Here are records with pictures in them. Copy all of them exactly and leave the pictures out.

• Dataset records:
Content starts
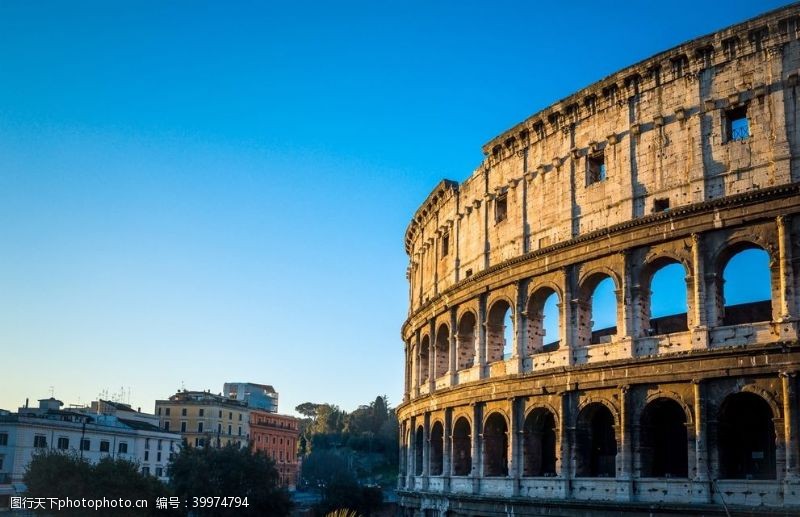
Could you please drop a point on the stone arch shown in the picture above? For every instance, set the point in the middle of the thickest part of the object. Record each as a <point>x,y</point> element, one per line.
<point>587,333</point>
<point>595,441</point>
<point>675,320</point>
<point>746,436</point>
<point>539,442</point>
<point>465,340</point>
<point>442,350</point>
<point>495,445</point>
<point>663,439</point>
<point>496,323</point>
<point>462,447</point>
<point>424,358</point>
<point>437,449</point>
<point>537,338</point>
<point>748,312</point>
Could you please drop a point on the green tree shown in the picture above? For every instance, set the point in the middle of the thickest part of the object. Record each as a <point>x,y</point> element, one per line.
<point>227,472</point>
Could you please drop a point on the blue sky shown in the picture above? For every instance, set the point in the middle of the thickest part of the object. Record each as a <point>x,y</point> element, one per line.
<point>193,193</point>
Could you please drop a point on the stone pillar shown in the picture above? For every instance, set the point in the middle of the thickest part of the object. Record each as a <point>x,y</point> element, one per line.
<point>480,353</point>
<point>515,443</point>
<point>701,492</point>
<point>477,447</point>
<point>447,449</point>
<point>426,450</point>
<point>699,316</point>
<point>453,358</point>
<point>625,450</point>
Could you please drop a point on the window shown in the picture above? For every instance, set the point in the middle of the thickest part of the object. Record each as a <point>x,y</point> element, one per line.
<point>661,205</point>
<point>500,208</point>
<point>595,168</point>
<point>737,127</point>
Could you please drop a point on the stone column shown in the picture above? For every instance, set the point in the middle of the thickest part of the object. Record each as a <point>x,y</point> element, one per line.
<point>700,322</point>
<point>701,492</point>
<point>515,443</point>
<point>477,447</point>
<point>447,449</point>
<point>426,450</point>
<point>625,452</point>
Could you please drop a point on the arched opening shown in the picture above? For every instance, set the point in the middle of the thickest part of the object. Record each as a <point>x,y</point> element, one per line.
<point>465,340</point>
<point>419,441</point>
<point>495,446</point>
<point>499,331</point>
<point>539,443</point>
<point>597,310</point>
<point>462,448</point>
<point>663,448</point>
<point>424,357</point>
<point>442,351</point>
<point>746,285</point>
<point>665,308</point>
<point>595,442</point>
<point>437,448</point>
<point>544,329</point>
<point>746,438</point>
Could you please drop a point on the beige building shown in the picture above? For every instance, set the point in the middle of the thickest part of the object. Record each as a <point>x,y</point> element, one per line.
<point>686,159</point>
<point>205,419</point>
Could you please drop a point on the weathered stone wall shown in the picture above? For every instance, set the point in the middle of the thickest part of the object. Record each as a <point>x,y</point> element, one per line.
<point>647,168</point>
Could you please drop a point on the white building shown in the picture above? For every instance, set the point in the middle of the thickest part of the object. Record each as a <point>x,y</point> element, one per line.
<point>105,429</point>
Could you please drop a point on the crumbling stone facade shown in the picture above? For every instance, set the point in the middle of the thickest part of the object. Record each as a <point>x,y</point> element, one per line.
<point>688,158</point>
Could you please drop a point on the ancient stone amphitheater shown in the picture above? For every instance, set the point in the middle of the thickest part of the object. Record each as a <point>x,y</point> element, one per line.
<point>689,158</point>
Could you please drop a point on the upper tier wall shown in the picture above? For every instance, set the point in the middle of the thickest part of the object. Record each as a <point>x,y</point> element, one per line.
<point>662,134</point>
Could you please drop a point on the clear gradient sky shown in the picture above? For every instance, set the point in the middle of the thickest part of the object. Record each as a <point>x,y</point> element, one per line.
<point>195,192</point>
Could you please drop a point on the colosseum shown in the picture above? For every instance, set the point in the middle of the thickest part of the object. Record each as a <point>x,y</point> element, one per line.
<point>526,391</point>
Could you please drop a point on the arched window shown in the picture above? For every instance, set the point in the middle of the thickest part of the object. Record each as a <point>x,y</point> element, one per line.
<point>543,321</point>
<point>495,446</point>
<point>462,448</point>
<point>465,340</point>
<point>442,350</point>
<point>666,311</point>
<point>539,443</point>
<point>664,450</point>
<point>746,285</point>
<point>596,442</point>
<point>437,447</point>
<point>424,356</point>
<point>499,331</point>
<point>746,438</point>
<point>419,441</point>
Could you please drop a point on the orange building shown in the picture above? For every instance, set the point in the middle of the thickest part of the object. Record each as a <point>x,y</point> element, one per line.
<point>277,435</point>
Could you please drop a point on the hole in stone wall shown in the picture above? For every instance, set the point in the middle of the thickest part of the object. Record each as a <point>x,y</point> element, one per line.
<point>747,287</point>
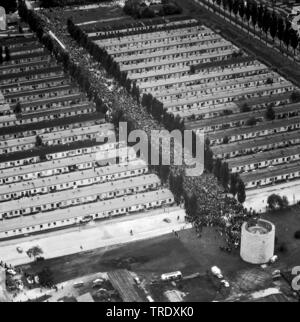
Content ends
• EXERCISE OUTPUT:
Could you please drop a point on the stone arch shown in the picture above? For every instance, set the point in the middle of the thickest part of the object. Record each as a <point>x,y</point> element, one per line.
<point>587,333</point>
<point>595,441</point>
<point>675,320</point>
<point>746,436</point>
<point>539,442</point>
<point>465,340</point>
<point>442,350</point>
<point>495,445</point>
<point>663,439</point>
<point>496,323</point>
<point>462,447</point>
<point>424,358</point>
<point>437,449</point>
<point>537,338</point>
<point>748,312</point>
Could you please drop a point on the green tree shown in the picture above? For every instance, set the point in the middle of the thickest part of the object. Record each as a <point>x,y</point> element, one per line.
<point>227,472</point>
Could you please drop a point on the blue sky shown in the picture above? For every instance, set the point in the middle of the thickest part of the object. Record each as a <point>x,y</point> element, one per line.
<point>193,193</point>
Could you please drop a point on the stone pillar shown in the picture above? For every instance, set the point in the middle of the thickest part of the object. Record each as a <point>x,y</point> element, one per line.
<point>480,353</point>
<point>515,443</point>
<point>701,492</point>
<point>477,447</point>
<point>447,449</point>
<point>426,450</point>
<point>699,316</point>
<point>453,358</point>
<point>625,450</point>
Could you please drop a point on the window shown in the picture above? For every instance, set the point in the middle of the thickest part of the object. Record each as a <point>x,y</point> element, one per line.
<point>661,205</point>
<point>500,208</point>
<point>595,168</point>
<point>737,127</point>
Could you please drop a point on the stone column shown in the picture above? For every instance, set the point in the middle of the thickest part of the object. Record each as a <point>x,y</point> element, one per line.
<point>700,322</point>
<point>701,492</point>
<point>515,443</point>
<point>477,447</point>
<point>447,449</point>
<point>426,450</point>
<point>625,452</point>
Could you please drop a point on the arched opening shown in the picture above? For every instance, set the point in the middle of the thickest part of the object. Record each as a <point>x,y</point> element, one per line.
<point>465,340</point>
<point>419,441</point>
<point>495,446</point>
<point>499,331</point>
<point>539,443</point>
<point>597,310</point>
<point>462,448</point>
<point>663,448</point>
<point>424,357</point>
<point>442,351</point>
<point>746,285</point>
<point>665,308</point>
<point>595,442</point>
<point>437,448</point>
<point>544,329</point>
<point>746,438</point>
Could you please drop a point on the beige building shown in the picture above? For every instance, set the point in the middle of the thickest part of the object. Record each as a <point>x,y</point> element, one per line.
<point>686,159</point>
<point>205,419</point>
Could you please drop a point on the weathered stone wall shown in the picture above? For every instance, set the point in the middle of the thickest part of the object. Record each as a <point>x,y</point> element, one per line.
<point>647,168</point>
Could you please drop a point on the white building shown in the picture above? For every instance, set the point in the middle of the thickest part of the object. Record each as a <point>x,y</point> element, one per line.
<point>105,429</point>
Could you please drop a point on the crumbling stone facade shown in the picture above? For every instance, set the point in the middle of the thickest part of the object. Record each as a <point>x,y</point> element, one per line.
<point>688,158</point>
Could you please drop a point on the ancient stone amphitheater shown in the picture above? For every instance, set the point in the middle of the thickest part of the object. Record each as a <point>x,y</point> element, one per line.
<point>689,158</point>
Could you please drop a point on the upper tier wall shown in the picture above? For every instance, set the point in the middle of the thickest part of the object. Record each as a <point>x,y</point> element, one per line.
<point>662,134</point>
Could you please drop a point on the clear gradient sky shown in the picture above? For every instance, set the point in the middle of the thickest part of the object. Record each as a <point>x,y</point> element, one per line.
<point>195,192</point>
Could you please drop a point on the colosseum shown in the picture above? For every instance, set the point in the middle of the thickest part of the object. Record each as a <point>x,y</point> element, one per line.
<point>526,391</point>
Could you please drop a point on the arched window shown in the picture above? For every instance, set the point in the middle of the thickest part of the object. Record each as a <point>x,y</point> element, one per line.
<point>543,321</point>
<point>495,446</point>
<point>462,448</point>
<point>465,340</point>
<point>442,350</point>
<point>666,311</point>
<point>539,443</point>
<point>664,450</point>
<point>746,285</point>
<point>596,442</point>
<point>437,447</point>
<point>424,356</point>
<point>499,331</point>
<point>746,438</point>
<point>419,441</point>
Could you please drop a point on the orange building shown in the picture above? For every instance, set the point in the middle of the thickest part of the object. Record each as a <point>x,y</point> element, one per line.
<point>277,435</point>
Could you please drop a point on the hole in stone wall shown in the picture above? For every instance, set the point in the middle of the thickest part of the object. Record each as a <point>x,y</point> element, one per line.
<point>747,287</point>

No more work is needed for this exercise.